Extract to read ->
——————
# What is the physics behind width of the duty cycle in Arduino?

I was wondering if someone can tell me how Arduino changes the width of the duty cycle? How it produces an on-off pattern? I am looking for an explanation for modulation in this system.

• What do you mean modulation of the system? Timer interrupts switch a totem pole output between high and low. It really is as simple as a MCU keeping track of time to turn switches on and off. The analogWrite(255) refers to 8 bits of resolution on the duty cycle. Oct 24 '18 at 13:33
• there is no phase and amplitude? unlike the analog one? let's consider that I am controlling the position of dc motor with pwm. what is the input of this system ? am I really controlling the phase and amplitude? Oct 24 '18 at 13:40
• No, amplitude is always high or low - no in between voltages. You can't control phase either. Oct 24 '18 at 13:45
• @nikki2 I think you're confusing (analog) modulation schemes used for data transmission with PWM. PWM is not for data transmission. OK, you could do it but it is not intended for that. PWM is for controlling power to motors and LEDs, lamps etc. It is efficient as it switches on/off very rapidly instead of regulating which is much less power efficient. Oct 24 '18 at 13:48
• if I want to drive the transfer function output should be the velocity and input should be pwm? or phase? which one. Oct 24 '18 at 16:03

There are several simple ways of making a PWM signal. PWM means Pulse Width Modulation which is a signal of (usually) a constant frequency in which the time that the signal is high is variable.
——————
Actions to take ->
1. Answer these from the PWM thread:
(a) How many bits of duty-cycle resolution does analogWrite(255) refer to?
(b) What things is PWM meant to control power to?
(c) What does PWM stand for?
2. Please write out the stretch of the PWM thread from "I was wondering" through "in this system." again, swapping "Arduino" for "the microcontroller".
3. According to the PWM thread, why is PWM an efficient way to control power?
The data after the PWM thread has no role in this work.

Source data ->
——————
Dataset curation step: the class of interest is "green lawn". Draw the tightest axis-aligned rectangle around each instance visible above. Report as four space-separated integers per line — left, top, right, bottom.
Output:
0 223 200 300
——————
Exercise solutions ->
1.
(a) 8 bits
(b) Motors, LEDs, lamps, etc.
(c) Pulse Width Modulation

2.
I was wondering if someone can tell me how the microcontroller changes the width of the duty cycle? How it produces an on-off pattern? I am looking for an explanation for modulation in this system.

3. PWM switches on and off very rapidly instead of regulating. Regulating is much less power efficient.